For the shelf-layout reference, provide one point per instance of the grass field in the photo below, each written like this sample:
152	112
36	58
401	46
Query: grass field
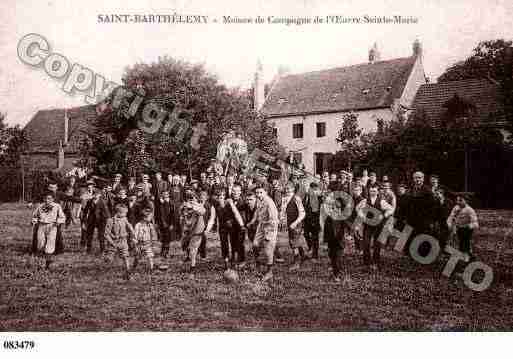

— Task goal —
Count the lines above that contain the string "grass", treating uppercase and lowercase letters as distinct, and give only the number.

— Task response —
2